What needs to be done:
Return each line of the data below unchanged, please.

Data listing:
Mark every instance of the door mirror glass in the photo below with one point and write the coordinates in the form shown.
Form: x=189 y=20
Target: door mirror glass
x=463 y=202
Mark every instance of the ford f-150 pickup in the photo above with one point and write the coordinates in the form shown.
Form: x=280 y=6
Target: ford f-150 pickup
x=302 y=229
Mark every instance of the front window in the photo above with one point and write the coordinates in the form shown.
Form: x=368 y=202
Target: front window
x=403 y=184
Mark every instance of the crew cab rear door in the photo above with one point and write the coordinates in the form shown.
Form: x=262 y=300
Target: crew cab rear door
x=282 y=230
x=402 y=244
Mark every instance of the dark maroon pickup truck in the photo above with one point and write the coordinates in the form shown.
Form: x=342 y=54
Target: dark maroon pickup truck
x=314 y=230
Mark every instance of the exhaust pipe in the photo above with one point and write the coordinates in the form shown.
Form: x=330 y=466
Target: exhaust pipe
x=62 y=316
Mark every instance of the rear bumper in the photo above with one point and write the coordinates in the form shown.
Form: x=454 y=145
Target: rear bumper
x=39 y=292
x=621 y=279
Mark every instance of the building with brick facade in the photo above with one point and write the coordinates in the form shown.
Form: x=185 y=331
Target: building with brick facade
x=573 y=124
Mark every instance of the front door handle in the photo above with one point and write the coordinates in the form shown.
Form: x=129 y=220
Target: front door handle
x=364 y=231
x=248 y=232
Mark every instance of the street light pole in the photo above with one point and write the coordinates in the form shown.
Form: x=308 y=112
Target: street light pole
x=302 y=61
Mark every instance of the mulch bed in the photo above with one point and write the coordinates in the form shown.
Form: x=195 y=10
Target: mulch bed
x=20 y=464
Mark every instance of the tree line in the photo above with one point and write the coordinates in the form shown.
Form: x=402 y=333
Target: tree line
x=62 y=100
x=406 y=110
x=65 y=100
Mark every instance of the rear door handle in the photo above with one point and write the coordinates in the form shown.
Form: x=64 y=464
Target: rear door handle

Answer for this exercise:
Mark every instance of the door mirror glass in the photo below with one point and write the coordinates in the form shown.
Form: x=189 y=20
Target: door mirror glass
x=463 y=202
Mark every instance of the ford f-150 pickup in the photo above with one point and write the coordinates in the form shown.
Form: x=280 y=6
Target: ford f-150 pickup
x=302 y=229
Mark every instance of the front window in the photo above with one point and write the coordinates in the form shown.
Form: x=368 y=202
Target: front window
x=403 y=184
Mark every instance of the crew cab rear door in the photo above with one point and write the coordinates in the form shown.
Form: x=262 y=300
Target: crew cab rear door
x=282 y=230
x=402 y=244
Mark every instance of the dark maroon pickup truck in the photo above with one point and write the coordinates in the form shown.
Form: x=342 y=54
Target: dark maroon pickup truck
x=314 y=230
Mark every instance of the exhaust pipe in the photo above with one point and write the coordinates in the form shown.
Form: x=330 y=466
Target: exhaust pipe
x=62 y=316
Mark every instance of the rear bumper in the photo above with one point and write the coordinates in the form shown.
Form: x=454 y=145
Target: rear bumper
x=39 y=292
x=621 y=279
Mark every instance of the building with brick facade in the photo above with one point and write the coordinates in the form shown.
Form: x=185 y=331
Target: building with brick facade
x=573 y=124
Mark every instance of the front door handle in the photo above with one point and write the coordinates in the form shown.
Form: x=129 y=220
Target: front door handle
x=364 y=231
x=248 y=232
Mark every instance of the street light pole in the photo above with one point and write the coordinates in the form shown.
Form: x=308 y=112
Target: street light pole
x=302 y=61
Mark every instance of the mulch bed in the photo above with one point and write the coordinates in the form shown.
Form: x=195 y=10
Target: mulch bed
x=20 y=464
Mark every instance of the tree line in the photo above with one point and write the coordinates in the form shown.
Form: x=402 y=333
Target: tree line
x=62 y=100
x=406 y=110
x=65 y=100
Mark every instance of the rear door handle in the photo above with one point and write the coordinates in the form shown.
Form: x=64 y=464
Target: rear door handle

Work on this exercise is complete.